**Text shown**
+--

I have had many people mother me through the years, and I hope that I have been a mother to some others… that I have been a comforting, challenging presence who provided love and responsibility in equal measures.

I think of what the many moms in my life have meant to me…  They have let me know that I am loved.  They have helped define boundaries that taught me my responsibilities, while still allowing me to be creative about who I am and who I am called to be.  They have been there with care and comfort when I was hurting, but not so much that I did not learn from the pain.  They have helped me to see realities, sometimes ones I did not really want to see.  And, those who were the best of my mothers showed me that I could make mistakes, and still be loved.

I hope, I pray that all of us can have someone in our lives who can mother us this way, even though many among us do not have this kind of relationship with our biological mothers.  Many do, and how wonderful that is… but many do not.  Yet I believe that mothering is beyond biology.  It is a kind of relationship, a kind of commitment that can be shared between any of us, across biology and gender, across age and stage, across community and culture, across race and sexual orientation.  We can be, and must be mothers to one another.

+--

**Explore the material**
1. Quote the passage on mothering word for word, beginning at "I hope, I pray" and stopping after "to one another.".
2. In the passage on mothering, what does the writer believe mothering goes beyond?
The listing has nothing to do with this work.

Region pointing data
+--

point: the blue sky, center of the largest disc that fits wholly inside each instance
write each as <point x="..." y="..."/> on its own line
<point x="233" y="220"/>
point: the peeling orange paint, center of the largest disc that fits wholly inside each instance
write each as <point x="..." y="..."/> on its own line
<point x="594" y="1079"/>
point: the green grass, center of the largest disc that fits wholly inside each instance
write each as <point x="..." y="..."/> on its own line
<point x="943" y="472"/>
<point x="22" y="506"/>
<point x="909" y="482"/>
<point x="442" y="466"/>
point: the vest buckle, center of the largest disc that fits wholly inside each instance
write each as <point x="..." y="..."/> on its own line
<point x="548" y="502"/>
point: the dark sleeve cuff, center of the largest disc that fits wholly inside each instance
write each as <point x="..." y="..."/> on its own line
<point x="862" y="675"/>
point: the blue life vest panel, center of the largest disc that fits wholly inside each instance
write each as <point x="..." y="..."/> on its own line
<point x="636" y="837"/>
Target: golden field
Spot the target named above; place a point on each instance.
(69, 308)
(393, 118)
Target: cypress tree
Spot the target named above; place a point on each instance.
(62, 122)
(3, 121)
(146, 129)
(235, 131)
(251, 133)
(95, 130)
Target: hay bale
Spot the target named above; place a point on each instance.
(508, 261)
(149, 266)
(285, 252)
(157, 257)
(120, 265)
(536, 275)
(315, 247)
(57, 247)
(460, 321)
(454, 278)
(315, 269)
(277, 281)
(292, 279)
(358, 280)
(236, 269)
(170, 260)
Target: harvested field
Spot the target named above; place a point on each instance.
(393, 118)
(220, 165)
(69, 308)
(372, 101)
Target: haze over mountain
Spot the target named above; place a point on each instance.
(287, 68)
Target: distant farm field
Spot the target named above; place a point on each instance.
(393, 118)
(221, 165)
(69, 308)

+--

**Responses**
1.
I hope, I pray that all of us can have someone in our lives who can mother us this way, even though many among us do not have this kind of relationship with our biological mothers.  Many do, and how wonderful that is… but many do not.  Yet I believe that mothering is beyond biology.  It is a kind of relationship, a kind of commitment that can be shared between any of us, across biology and gender, across age and stage, across community and culture, across race and sexual orientation.  We can be, and must be mothers to one another.

2. Biology.